Die Aufgabe: Ziehen Sie aus den nachstehenden Daten jede Zeile heraus, in der das Wort „slope“ vorkommt.

Datenauszüge:
-=-=-
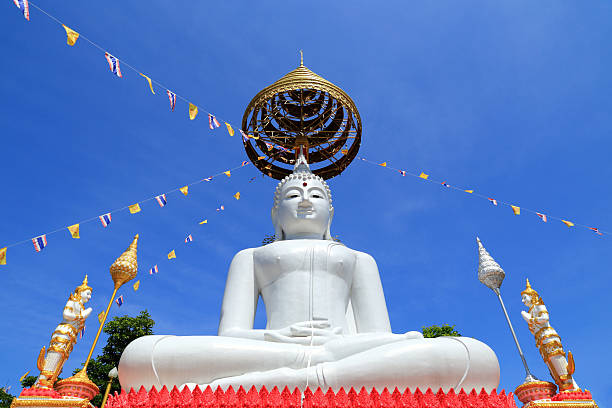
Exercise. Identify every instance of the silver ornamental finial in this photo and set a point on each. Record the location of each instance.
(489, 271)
-=-=-
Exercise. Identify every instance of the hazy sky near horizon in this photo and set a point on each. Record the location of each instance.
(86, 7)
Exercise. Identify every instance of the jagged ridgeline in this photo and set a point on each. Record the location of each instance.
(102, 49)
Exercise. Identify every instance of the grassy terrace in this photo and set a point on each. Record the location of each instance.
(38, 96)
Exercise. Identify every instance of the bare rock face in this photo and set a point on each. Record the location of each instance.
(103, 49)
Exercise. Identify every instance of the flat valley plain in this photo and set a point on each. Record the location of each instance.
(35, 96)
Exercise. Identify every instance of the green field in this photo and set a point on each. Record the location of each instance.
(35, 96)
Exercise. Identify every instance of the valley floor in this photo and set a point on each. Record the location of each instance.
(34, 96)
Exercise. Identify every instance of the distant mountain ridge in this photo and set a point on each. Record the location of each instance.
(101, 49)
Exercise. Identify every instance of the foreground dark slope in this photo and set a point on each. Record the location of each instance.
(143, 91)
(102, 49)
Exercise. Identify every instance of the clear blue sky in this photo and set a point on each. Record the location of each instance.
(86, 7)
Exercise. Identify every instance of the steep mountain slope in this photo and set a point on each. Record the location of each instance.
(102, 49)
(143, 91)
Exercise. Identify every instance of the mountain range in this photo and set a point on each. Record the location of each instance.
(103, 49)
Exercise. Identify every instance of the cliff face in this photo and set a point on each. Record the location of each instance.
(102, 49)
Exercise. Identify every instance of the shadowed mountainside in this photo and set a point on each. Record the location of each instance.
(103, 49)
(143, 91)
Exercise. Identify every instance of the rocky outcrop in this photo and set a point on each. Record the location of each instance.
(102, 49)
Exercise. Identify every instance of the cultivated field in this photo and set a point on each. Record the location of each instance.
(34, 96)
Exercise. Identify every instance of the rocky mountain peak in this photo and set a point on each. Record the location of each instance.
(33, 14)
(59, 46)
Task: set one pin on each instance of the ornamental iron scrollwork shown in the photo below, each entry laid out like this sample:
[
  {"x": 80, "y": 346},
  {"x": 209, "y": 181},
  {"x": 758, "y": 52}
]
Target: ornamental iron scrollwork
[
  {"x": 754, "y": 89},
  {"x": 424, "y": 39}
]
-=-=-
Als Antwort:
Exercise. Identify every instance of the foreground dark slope in this photo and set a point on each. Record the location of each instance.
Exercise. Identify every instance of the steep mountain slope in this photo and set a point on each. Record the location of each instance.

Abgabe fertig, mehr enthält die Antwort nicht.